■ To do:
1: Decide whether each statement agrees with the DGX Spark benchmark thread below. Answer yes or no for each, quoting the words from the thread that decide it. (a) The clean benchmark ran 104 tests without any crashes. (b) The 23.20 tok/s result was measured with llama-benchy. (c) The stack runs a stable release of vLLM.
2: Using the DGX Spark benchmark thread below, answer each question on its own line, marking the answers (a), (b) and (c).
(a) How long did the clean benchmark run?
(b) Which reasoning parser is listed in the stack?
(c) According to the reply at the end of the thread, what is missing from the installation scripts?

===== Document excerpt =====

Nemotron-3-Super-120B-A12B-NVFP4 on single DGX Spark: 23.45 tok/s (spark-arena.com/ benhmarks)

Sharing benchmark results for Nemotron-3-Super-120B-A12B-NVFP4 on a single DGX Spark.

After a few weeks of tuning, two results are worth sharing:

  1. 23.45 tok/s: clean Spark Arena benchmark (tg128, no production services, 104 tests, 5h 49m, zero crashes or OOM) - llama-benchy
  • Stable from d0 to d100000 - no performance cliff observed
  1. 23.20 tok/s: same stack with Open WebUI + NemoHermes running alongside, measured with custom benchmark script
  • running stably as personal agent

Stack:

  • vLLM nightly (sha256:3dbe092e) — stable release behavior may vary
  • NVFP4 + Marlin + MTP speculative decoding
  • super_v3 reasoning parser

Links:

If someone reproduces this, finds issues, or beats it, I’d genuinely be interested in comparing notes.

Hi, firstly thx for hard work but nim-cache installation/setup/configuration is missing in installation scripts?

===== Data rows =====

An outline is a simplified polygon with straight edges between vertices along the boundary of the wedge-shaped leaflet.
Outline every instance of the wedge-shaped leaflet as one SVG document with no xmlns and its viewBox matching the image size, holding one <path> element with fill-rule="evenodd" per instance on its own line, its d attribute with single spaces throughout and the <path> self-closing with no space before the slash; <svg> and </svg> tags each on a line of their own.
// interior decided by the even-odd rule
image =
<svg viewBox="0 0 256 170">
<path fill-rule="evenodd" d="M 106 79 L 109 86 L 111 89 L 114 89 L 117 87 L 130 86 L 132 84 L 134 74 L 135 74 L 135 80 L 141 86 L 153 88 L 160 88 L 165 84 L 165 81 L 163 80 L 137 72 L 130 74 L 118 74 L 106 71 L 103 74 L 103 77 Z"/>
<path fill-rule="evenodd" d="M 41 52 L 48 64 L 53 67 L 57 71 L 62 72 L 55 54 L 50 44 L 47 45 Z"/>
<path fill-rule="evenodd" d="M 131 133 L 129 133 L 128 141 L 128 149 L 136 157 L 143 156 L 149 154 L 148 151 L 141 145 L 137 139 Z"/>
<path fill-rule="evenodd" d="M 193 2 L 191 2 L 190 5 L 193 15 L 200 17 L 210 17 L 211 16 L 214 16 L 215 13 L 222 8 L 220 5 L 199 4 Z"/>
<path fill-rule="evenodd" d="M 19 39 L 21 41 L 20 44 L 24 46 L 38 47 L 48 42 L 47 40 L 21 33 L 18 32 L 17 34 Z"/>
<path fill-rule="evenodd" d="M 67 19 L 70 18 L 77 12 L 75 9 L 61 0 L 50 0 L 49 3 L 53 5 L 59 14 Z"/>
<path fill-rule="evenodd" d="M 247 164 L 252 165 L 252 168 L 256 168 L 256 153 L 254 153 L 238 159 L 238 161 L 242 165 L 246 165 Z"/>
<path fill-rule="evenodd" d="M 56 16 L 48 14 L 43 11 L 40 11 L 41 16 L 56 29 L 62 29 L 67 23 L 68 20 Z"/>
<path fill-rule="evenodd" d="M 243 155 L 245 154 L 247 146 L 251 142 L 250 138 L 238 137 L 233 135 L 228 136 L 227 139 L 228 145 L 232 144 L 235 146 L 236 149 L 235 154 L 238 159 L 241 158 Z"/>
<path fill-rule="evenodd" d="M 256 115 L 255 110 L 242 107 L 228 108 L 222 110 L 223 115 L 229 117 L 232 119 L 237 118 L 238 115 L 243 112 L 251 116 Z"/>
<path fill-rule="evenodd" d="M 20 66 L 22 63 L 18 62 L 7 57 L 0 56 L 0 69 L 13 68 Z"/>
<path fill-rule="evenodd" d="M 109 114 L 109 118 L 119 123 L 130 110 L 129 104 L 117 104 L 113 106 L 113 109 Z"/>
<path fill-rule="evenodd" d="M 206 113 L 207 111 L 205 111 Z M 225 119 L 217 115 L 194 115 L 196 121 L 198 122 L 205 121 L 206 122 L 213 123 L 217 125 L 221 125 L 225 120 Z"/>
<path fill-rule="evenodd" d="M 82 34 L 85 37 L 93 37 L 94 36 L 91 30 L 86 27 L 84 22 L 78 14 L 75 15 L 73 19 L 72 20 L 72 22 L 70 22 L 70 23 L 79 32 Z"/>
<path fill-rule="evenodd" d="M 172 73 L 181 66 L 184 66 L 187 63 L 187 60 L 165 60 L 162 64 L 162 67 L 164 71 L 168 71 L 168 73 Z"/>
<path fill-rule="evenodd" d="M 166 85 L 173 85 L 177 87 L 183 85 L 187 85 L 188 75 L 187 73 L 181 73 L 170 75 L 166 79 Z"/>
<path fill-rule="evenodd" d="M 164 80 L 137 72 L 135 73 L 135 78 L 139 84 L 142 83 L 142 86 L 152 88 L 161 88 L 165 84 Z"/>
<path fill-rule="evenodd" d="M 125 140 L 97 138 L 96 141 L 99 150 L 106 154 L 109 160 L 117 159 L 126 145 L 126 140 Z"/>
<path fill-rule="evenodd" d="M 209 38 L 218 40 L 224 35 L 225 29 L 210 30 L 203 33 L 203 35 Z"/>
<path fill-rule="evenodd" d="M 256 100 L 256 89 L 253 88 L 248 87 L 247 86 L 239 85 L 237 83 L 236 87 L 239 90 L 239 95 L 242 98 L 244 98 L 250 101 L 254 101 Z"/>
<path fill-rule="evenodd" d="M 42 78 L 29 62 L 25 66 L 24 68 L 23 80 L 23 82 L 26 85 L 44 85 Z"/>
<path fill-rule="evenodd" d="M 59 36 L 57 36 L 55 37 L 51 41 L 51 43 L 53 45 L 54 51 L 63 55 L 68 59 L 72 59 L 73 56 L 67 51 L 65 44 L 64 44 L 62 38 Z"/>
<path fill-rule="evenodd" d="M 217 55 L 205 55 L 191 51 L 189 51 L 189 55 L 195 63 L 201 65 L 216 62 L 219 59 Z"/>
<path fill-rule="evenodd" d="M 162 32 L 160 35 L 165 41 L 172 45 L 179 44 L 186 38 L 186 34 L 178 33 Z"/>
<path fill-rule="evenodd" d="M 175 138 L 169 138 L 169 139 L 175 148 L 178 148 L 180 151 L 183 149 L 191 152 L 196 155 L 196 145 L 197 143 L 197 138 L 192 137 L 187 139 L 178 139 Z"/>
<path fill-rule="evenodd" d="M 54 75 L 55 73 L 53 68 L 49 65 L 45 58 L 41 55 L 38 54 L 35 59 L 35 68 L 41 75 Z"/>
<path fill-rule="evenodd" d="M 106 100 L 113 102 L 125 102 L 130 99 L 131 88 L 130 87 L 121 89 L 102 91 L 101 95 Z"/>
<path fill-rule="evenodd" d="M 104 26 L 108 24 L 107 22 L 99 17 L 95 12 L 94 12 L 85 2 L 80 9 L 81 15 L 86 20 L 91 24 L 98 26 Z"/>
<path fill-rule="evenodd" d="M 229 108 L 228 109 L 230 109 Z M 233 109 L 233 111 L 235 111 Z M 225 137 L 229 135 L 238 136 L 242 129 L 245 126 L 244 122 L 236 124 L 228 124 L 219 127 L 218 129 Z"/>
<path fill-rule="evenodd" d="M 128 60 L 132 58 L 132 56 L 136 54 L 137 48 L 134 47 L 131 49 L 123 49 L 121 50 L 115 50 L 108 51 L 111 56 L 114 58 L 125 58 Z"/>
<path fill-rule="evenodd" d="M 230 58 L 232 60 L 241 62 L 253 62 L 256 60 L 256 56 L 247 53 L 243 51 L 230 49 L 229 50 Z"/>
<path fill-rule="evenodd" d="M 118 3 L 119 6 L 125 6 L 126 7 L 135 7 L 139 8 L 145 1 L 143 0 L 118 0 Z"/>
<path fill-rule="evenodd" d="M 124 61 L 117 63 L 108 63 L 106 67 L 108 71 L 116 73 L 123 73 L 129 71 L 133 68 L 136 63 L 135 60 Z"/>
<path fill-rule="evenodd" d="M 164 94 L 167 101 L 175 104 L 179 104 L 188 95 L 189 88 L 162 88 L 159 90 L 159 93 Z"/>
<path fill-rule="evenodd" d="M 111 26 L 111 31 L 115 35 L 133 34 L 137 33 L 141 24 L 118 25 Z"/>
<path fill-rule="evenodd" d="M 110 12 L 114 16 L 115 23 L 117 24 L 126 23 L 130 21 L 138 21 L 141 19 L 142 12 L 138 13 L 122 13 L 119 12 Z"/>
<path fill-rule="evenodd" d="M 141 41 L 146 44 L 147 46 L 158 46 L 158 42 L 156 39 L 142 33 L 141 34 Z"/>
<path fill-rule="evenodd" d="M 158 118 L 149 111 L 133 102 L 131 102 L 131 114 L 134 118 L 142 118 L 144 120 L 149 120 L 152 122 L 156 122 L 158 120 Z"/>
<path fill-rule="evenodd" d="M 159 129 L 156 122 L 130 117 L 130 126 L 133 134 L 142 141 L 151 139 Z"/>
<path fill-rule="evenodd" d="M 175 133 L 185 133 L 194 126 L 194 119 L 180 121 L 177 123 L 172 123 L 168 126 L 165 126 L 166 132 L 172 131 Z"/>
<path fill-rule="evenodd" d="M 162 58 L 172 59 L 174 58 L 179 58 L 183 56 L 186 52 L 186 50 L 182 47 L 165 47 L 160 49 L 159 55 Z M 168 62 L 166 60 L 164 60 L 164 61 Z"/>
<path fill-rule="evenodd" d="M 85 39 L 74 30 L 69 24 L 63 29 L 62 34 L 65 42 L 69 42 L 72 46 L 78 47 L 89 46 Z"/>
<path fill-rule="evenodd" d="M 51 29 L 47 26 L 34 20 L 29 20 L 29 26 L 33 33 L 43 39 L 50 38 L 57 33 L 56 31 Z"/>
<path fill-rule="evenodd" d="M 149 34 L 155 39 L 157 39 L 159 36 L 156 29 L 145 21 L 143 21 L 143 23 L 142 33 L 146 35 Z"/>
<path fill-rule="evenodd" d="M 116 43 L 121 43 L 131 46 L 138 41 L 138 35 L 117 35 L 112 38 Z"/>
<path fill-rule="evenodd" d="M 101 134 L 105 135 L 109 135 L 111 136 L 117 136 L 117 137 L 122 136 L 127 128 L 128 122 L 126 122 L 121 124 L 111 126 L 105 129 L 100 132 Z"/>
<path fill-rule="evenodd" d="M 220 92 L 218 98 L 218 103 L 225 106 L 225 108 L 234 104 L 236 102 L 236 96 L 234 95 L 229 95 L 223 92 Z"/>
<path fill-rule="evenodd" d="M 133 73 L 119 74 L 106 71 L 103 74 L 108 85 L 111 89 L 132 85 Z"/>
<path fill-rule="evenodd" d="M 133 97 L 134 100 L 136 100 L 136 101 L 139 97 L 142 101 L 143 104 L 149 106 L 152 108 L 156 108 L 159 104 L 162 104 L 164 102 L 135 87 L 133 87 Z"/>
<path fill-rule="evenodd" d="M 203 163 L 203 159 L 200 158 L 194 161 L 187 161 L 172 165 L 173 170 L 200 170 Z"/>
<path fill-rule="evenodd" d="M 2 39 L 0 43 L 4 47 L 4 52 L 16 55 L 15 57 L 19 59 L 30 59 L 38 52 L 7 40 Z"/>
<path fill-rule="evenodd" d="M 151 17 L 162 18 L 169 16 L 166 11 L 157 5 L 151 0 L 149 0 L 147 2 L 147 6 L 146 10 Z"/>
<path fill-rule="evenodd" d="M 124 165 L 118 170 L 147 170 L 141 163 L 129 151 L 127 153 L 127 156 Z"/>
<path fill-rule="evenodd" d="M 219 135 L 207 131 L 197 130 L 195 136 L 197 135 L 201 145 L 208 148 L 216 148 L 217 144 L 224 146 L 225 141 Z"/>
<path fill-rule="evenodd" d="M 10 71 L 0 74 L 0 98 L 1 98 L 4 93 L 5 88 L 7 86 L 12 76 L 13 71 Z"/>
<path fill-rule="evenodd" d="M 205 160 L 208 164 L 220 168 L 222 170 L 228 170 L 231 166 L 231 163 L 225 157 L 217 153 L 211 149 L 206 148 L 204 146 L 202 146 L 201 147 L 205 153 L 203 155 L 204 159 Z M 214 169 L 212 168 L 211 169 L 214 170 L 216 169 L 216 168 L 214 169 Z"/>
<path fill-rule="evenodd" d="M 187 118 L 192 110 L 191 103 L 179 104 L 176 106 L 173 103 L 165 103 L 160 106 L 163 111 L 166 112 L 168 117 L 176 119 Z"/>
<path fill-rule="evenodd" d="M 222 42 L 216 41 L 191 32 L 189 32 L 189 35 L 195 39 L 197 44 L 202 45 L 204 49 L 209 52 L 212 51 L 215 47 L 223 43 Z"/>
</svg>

=====
===== Data rows =====

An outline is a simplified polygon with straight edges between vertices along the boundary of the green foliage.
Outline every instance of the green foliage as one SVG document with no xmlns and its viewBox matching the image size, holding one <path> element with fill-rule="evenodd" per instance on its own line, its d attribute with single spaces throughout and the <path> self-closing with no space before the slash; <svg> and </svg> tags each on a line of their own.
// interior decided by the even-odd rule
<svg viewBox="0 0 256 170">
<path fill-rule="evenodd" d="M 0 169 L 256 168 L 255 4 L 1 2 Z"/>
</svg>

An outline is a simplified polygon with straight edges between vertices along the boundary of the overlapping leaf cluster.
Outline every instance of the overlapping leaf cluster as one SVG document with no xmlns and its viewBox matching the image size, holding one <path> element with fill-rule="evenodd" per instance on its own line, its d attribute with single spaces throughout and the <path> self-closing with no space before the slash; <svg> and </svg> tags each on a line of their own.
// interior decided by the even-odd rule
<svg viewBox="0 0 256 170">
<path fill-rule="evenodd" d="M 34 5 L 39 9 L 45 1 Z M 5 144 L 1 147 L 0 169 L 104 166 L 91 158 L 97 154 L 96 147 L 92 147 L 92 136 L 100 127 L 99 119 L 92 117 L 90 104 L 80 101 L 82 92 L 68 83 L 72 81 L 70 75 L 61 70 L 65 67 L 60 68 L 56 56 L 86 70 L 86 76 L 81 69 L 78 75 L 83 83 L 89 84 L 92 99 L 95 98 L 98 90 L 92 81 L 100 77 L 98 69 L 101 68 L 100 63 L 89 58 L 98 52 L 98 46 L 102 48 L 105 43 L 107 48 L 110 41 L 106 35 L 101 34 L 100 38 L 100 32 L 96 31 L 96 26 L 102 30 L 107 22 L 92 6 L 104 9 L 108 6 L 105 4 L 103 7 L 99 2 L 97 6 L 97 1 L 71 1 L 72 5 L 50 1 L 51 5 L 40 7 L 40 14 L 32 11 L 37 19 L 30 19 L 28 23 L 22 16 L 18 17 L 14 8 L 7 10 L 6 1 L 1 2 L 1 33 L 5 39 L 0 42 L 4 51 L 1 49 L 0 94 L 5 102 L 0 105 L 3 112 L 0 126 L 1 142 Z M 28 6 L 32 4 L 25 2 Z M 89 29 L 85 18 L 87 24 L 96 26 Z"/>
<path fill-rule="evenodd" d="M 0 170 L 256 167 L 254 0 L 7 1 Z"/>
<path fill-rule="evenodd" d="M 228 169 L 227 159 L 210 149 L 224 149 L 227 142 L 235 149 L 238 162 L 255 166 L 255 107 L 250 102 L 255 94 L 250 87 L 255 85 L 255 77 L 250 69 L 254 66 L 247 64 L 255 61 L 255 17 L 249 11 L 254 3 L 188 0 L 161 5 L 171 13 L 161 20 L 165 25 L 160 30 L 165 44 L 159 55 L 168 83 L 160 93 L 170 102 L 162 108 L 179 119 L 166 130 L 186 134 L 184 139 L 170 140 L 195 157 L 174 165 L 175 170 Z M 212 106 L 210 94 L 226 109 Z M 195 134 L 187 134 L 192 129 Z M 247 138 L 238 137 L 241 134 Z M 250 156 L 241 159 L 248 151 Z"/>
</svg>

=====
===== Data rows =====

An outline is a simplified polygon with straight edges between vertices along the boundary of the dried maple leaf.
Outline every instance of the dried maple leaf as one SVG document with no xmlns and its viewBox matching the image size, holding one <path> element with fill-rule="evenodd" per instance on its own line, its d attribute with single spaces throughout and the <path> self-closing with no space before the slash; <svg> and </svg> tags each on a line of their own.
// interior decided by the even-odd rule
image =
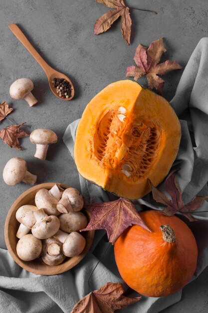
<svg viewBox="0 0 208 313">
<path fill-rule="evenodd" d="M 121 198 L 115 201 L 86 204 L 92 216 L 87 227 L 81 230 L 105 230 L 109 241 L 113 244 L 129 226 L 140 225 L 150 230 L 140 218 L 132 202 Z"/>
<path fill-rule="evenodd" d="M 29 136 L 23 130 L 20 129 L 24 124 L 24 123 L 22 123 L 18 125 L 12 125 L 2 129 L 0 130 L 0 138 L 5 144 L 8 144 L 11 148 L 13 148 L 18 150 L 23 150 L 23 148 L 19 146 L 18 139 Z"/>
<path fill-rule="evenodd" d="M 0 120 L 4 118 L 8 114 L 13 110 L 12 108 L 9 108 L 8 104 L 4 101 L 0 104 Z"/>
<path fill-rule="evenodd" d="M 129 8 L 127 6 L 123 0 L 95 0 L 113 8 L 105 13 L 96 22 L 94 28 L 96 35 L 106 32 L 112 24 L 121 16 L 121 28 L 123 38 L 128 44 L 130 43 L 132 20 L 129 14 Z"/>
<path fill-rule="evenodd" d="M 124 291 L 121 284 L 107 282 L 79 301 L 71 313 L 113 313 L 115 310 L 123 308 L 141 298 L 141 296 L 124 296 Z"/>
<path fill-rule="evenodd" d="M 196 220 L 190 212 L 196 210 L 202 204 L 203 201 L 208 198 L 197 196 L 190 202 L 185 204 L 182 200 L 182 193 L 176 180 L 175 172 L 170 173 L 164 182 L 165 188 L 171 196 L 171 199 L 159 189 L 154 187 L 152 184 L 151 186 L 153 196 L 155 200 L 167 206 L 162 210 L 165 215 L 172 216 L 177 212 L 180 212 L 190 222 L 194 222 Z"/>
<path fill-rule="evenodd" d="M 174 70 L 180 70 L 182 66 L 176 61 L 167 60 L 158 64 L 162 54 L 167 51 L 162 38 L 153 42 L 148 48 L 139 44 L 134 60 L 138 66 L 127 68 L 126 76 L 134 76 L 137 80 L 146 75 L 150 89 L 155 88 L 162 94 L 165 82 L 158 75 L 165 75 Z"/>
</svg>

=====

■ Correct answers:
1:
(a) Yes: "104 tests, 5h 49m, zero crashes or OOM"
(b) No: "measured with custom benchmark script"
(c) No: "vLLM nightly (sha256:3dbe092e)"

2:
(a) 5h 49m
(b) super_v3
(c) nim-cache installation/setup/configuration